Excerpt provided >>
_ _ _ _
The scheme is, however, expected to face stiff opposition from employers, including the Federation of Kenya Employers (FKE), who warned that workers might be hard pressed to raise the cash, deemed too high as a percentage of their income.

“It’s a commendable idea as long as it is well received by employees and employers are not expected to chip in because the number and level of statutory contributions made by employers is already high,” FKE executive director Jacqueline Mugo said.

“Also the category of employees who stand to gain from such an arrangement (low-income earners) may find this difficult to accommodate if they are still to retain the threshold of take-home (at least one third) pay they are expected to keep.”

Mrs Mugo said that several employers already have in place their own schemes to address the issue of housing and that any new arrangement should take that into account.

“The creation of yet another fund when we have not yet fully sorted out existing ones like NSSF and NHIF will complicate matters,” she said.

But Mr Mwaura, the Housing PS, reckons that the effort is in line with the law that requires employers to ensure their workers have decent housing — a provision he says most companies have overlooked.

Section 31 of the Employment Act says “an employer shall at all times, at his own expense, provide reasonable housing accommodation for each of his employees either at or near to the place of employment, or shall pay to the employee such sufficient sum, as rent, in addition to the wages or salary of the employee, as will enable the employee to obtain reasonable accommodation.”
_ _ _ _
Written task 1 >> In the housing scheme excerpt, why does Jacqueline Mugo say employers should not be expected to chip in? Reply in one to three sentences.
The excerpt and the entries that follow it are unrelated.
_ _ _ _
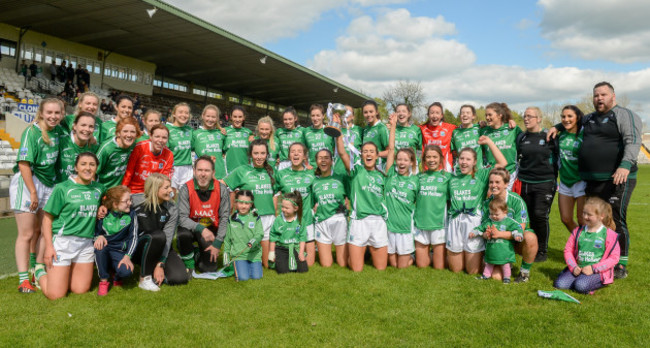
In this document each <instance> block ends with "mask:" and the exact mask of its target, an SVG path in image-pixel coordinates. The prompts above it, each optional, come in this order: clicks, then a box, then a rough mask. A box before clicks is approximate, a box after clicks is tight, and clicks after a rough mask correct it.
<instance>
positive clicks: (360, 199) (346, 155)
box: [335, 104, 395, 272]
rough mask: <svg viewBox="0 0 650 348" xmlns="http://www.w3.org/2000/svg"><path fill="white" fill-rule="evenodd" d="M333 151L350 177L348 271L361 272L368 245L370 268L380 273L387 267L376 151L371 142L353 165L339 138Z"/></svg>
mask: <svg viewBox="0 0 650 348" xmlns="http://www.w3.org/2000/svg"><path fill="white" fill-rule="evenodd" d="M368 109H374V107H373V105H370V104H369V105H367V106H365V107H364V110H365V111H367V110H368ZM373 115H374V114H373ZM335 118H336V117H335ZM335 122H336V120H335ZM378 122H379V121H378ZM338 123H340V122H338ZM384 127H386V126H384ZM337 149H338V152H339V156H341V161H342V162H343V164H344V165H345V169H347V171H348V173H349V174H350V176H351V177H352V179H351V183H350V201H351V205H352V214H351V216H350V217H351V220H350V232H349V234H348V252H349V255H350V263H349V264H350V268H351V269H352V270H353V271H354V272H361V271H362V270H363V264H364V255H365V253H366V248H367V246H368V245H369V246H370V254H371V255H372V263H373V265H374V266H375V268H377V269H378V270H384V269H386V265H387V264H388V231H387V229H386V221H385V220H384V219H385V217H386V207H385V206H384V204H383V199H384V181H385V176H384V174H383V173H382V172H380V171H379V170H378V169H377V160H378V159H379V154H380V152H379V149H378V148H377V145H376V144H375V143H373V142H366V143H364V144H363V145H362V146H361V155H360V158H359V160H358V161H356V163H354V164H352V163H350V155H348V153H347V151H346V149H345V145H344V144H343V139H342V138H341V137H338V138H337ZM386 151H389V152H390V151H395V150H394V149H393V144H390V143H389V144H388V146H387V148H386Z"/></svg>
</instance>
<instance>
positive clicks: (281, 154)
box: [275, 127, 305, 161]
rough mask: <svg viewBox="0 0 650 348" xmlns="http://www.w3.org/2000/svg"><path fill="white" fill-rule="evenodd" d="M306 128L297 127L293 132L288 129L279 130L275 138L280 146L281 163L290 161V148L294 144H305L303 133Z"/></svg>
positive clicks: (280, 129) (279, 157)
mask: <svg viewBox="0 0 650 348" xmlns="http://www.w3.org/2000/svg"><path fill="white" fill-rule="evenodd" d="M304 130H305V128H302V127H296V128H294V129H292V130H288V129H286V128H279V129H278V131H277V132H276V133H275V136H276V137H277V138H278V145H279V146H280V150H279V154H278V155H279V158H280V161H286V160H288V159H289V147H290V146H291V144H293V143H301V144H304V139H303V132H304Z"/></svg>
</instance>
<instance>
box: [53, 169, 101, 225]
mask: <svg viewBox="0 0 650 348" xmlns="http://www.w3.org/2000/svg"><path fill="white" fill-rule="evenodd" d="M103 192H104V187H103V186H102V185H101V184H99V183H97V182H95V181H93V182H91V183H90V184H89V185H81V184H78V183H76V182H75V181H74V179H69V180H67V181H64V182H62V183H60V184H58V185H56V186H55V187H54V190H52V195H51V196H50V199H49V200H48V201H47V203H46V204H45V208H43V210H45V211H46V212H48V213H50V214H51V215H52V216H53V217H54V221H53V222H52V235H53V236H77V237H81V238H93V237H94V236H95V220H96V219H95V218H96V215H97V207H99V202H100V198H101V197H102V194H103Z"/></svg>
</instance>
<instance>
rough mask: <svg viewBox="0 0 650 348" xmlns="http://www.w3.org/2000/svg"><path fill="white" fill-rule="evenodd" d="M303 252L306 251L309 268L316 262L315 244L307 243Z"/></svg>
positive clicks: (312, 243)
mask: <svg viewBox="0 0 650 348" xmlns="http://www.w3.org/2000/svg"><path fill="white" fill-rule="evenodd" d="M305 251H307V266H309V267H311V266H313V265H314V263H315V262H316V242H307V243H306V244H305ZM330 254H331V251H330Z"/></svg>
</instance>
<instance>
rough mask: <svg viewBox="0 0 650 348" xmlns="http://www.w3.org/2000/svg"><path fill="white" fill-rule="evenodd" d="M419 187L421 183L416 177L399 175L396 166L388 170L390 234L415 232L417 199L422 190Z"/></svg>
mask: <svg viewBox="0 0 650 348" xmlns="http://www.w3.org/2000/svg"><path fill="white" fill-rule="evenodd" d="M419 186H420V182H419V181H418V177H417V176H416V175H399V174H398V173H397V170H395V166H393V167H391V168H389V169H388V177H387V178H386V183H385V184H384V192H385V193H386V194H385V200H386V211H387V212H388V219H387V220H386V227H387V228H388V230H389V231H390V232H393V233H411V232H412V231H413V214H414V213H415V198H416V196H417V193H418V191H419V190H420V188H419Z"/></svg>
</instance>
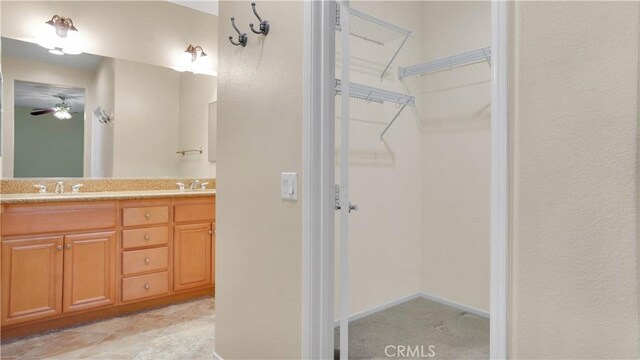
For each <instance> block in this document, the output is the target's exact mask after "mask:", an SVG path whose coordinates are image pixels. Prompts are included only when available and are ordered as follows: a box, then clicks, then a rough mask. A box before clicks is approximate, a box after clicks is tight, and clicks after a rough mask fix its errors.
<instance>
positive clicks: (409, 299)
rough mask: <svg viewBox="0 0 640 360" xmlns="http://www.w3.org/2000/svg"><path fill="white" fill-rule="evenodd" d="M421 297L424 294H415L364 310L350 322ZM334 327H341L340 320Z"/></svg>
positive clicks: (336, 323) (354, 314) (421, 296)
mask: <svg viewBox="0 0 640 360" xmlns="http://www.w3.org/2000/svg"><path fill="white" fill-rule="evenodd" d="M419 297H422V294H421V293H415V294H411V295H409V296H404V297H401V298H399V299H396V300H393V301H389V302H387V303H384V304H382V305H378V306H375V307H372V308H370V309H367V310H364V311H360V312H357V313H355V314H353V315H351V316H349V322H352V321H355V320H358V319H362V318H363V317H365V316H369V315H371V314H375V313H377V312H380V311H382V310H386V309H388V308H390V307H393V306H396V305H400V304H402V303H405V302H407V301H411V300H413V299H416V298H419ZM333 326H334V327H338V326H340V320H336V321H334V322H333Z"/></svg>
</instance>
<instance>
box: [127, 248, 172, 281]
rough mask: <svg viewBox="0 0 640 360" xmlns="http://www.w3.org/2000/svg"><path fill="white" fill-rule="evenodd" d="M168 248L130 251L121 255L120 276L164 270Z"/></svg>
mask: <svg viewBox="0 0 640 360" xmlns="http://www.w3.org/2000/svg"><path fill="white" fill-rule="evenodd" d="M168 258H169V248H168V247H166V246H164V247H161V248H154V249H144V250H130V251H125V252H124V253H122V275H125V276H126V275H133V274H140V273H146V272H150V271H156V270H166V269H167V266H168Z"/></svg>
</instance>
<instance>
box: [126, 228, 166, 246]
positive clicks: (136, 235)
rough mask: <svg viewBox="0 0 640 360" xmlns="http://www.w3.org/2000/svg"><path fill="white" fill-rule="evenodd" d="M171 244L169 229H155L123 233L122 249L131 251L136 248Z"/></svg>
mask: <svg viewBox="0 0 640 360" xmlns="http://www.w3.org/2000/svg"><path fill="white" fill-rule="evenodd" d="M168 242H169V228H168V227H166V226H163V227H154V228H144V229H134V230H124V231H123V232H122V247H123V248H124V249H130V248H135V247H143V246H153V245H161V244H166V243H168Z"/></svg>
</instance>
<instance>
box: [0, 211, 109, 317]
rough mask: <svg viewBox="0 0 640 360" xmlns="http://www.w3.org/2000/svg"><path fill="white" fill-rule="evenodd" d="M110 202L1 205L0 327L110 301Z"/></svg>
mask: <svg viewBox="0 0 640 360" xmlns="http://www.w3.org/2000/svg"><path fill="white" fill-rule="evenodd" d="M116 209H117V203H116V202H95V203H93V204H87V203H60V204H57V203H56V204H15V205H3V206H2V218H1V221H2V227H1V229H0V231H1V234H2V250H1V251H2V294H1V295H2V296H1V297H2V309H1V313H2V316H1V319H2V327H3V328H4V327H6V326H9V325H14V324H21V323H25V322H30V321H35V320H41V319H47V318H55V317H58V316H61V315H66V314H72V313H76V312H80V311H87V310H92V309H96V308H103V307H106V306H113V305H115V304H116V294H115V289H116V281H117V279H116V276H117V273H116V254H117V253H116V227H117V220H116Z"/></svg>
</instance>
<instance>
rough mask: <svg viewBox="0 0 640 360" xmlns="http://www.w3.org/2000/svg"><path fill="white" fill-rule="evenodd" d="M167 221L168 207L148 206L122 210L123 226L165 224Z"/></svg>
mask: <svg viewBox="0 0 640 360" xmlns="http://www.w3.org/2000/svg"><path fill="white" fill-rule="evenodd" d="M168 221H169V207H168V206H150V207H135V208H125V209H122V225H123V226H140V225H153V224H166V223H167V222H168Z"/></svg>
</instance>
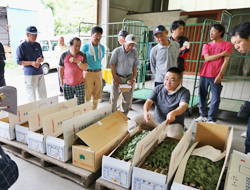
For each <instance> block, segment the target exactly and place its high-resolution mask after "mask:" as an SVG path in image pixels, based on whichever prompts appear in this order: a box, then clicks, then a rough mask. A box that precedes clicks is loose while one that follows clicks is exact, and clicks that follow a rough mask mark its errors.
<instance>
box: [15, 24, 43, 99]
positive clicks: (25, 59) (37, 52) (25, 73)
mask: <svg viewBox="0 0 250 190" xmlns="http://www.w3.org/2000/svg"><path fill="white" fill-rule="evenodd" d="M26 36H27V37H26V40H25V41H24V42H23V43H21V44H20V45H19V46H18V48H17V51H16V54H17V63H18V64H19V65H23V66H24V80H25V86H26V91H27V93H28V100H29V102H34V101H36V90H37V92H38V96H39V99H40V100H41V99H44V98H47V92H46V87H45V81H44V75H43V70H42V66H41V63H42V62H43V53H42V48H41V46H40V44H39V43H37V42H36V39H37V29H36V27H35V26H29V27H28V28H27V29H26Z"/></svg>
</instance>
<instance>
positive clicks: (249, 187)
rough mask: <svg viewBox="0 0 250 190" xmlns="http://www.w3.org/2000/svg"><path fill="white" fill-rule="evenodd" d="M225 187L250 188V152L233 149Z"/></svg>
mask: <svg viewBox="0 0 250 190" xmlns="http://www.w3.org/2000/svg"><path fill="white" fill-rule="evenodd" d="M224 189H225V190H240V189H246V190H247V189H250V153H248V154H244V153H242V152H238V151H236V150H233V154H231V157H230V161H229V165H228V169H227V177H226V181H225V186H224Z"/></svg>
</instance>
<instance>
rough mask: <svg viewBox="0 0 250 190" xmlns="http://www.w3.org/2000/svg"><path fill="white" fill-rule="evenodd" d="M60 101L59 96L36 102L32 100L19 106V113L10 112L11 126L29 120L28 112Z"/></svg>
mask: <svg viewBox="0 0 250 190" xmlns="http://www.w3.org/2000/svg"><path fill="white" fill-rule="evenodd" d="M56 103H58V96H54V97H50V98H47V99H42V100H39V101H36V102H31V103H28V104H24V105H21V106H18V107H17V115H14V114H9V120H10V127H11V128H14V127H15V124H21V123H24V122H26V121H28V120H29V115H28V113H29V112H30V111H33V110H37V109H40V108H43V107H47V106H49V105H52V104H56Z"/></svg>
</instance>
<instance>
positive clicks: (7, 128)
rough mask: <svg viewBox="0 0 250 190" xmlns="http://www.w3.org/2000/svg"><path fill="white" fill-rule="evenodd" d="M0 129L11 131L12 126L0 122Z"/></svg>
mask: <svg viewBox="0 0 250 190" xmlns="http://www.w3.org/2000/svg"><path fill="white" fill-rule="evenodd" d="M0 128H4V129H8V130H9V128H10V125H9V123H5V122H2V121H0Z"/></svg>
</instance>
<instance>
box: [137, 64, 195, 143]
mask: <svg viewBox="0 0 250 190" xmlns="http://www.w3.org/2000/svg"><path fill="white" fill-rule="evenodd" d="M180 83H181V71H180V70H179V69H178V68H177V67H172V68H170V69H169V70H168V71H167V73H166V75H165V77H164V84H161V85H158V86H156V87H155V88H154V90H153V91H152V93H151V95H150V96H149V98H148V99H147V101H146V102H145V104H144V106H143V115H141V116H137V117H135V118H134V119H133V120H134V121H135V122H136V123H137V125H141V127H142V128H143V129H148V130H152V129H154V128H155V127H157V126H158V125H160V123H162V122H163V121H165V120H168V121H167V124H169V125H168V130H167V131H168V132H167V136H169V137H173V138H179V139H180V138H181V137H182V136H183V127H184V114H185V111H186V110H187V107H188V103H189V99H190V92H189V90H188V89H186V88H185V87H183V86H181V84H180ZM153 104H155V112H154V116H151V115H150V114H149V113H148V111H149V110H150V108H151V106H152V105H153Z"/></svg>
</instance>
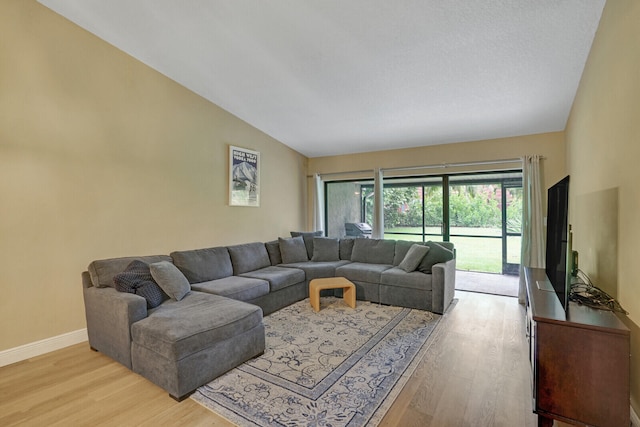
_ _ _ _
Written task 2 >> Find each line in the entries that contains the string "positive" and copy it out. Case counts.

Task response 1 >> Employers already make a large number of statutory contributions, and those contributions are high.

Task response 2 >>
positive clicks: (360, 199) (346, 155)
positive clicks: (281, 154)
positive clicks: (280, 129) (279, 157)
positive clicks: (312, 243)
positive clicks: (409, 299)
positive clicks: (336, 323) (354, 314) (421, 296)
positive clicks: (136, 235)
positive clicks: (25, 59) (37, 52) (25, 73)
positive clicks: (249, 187)
positive clicks: (7, 128)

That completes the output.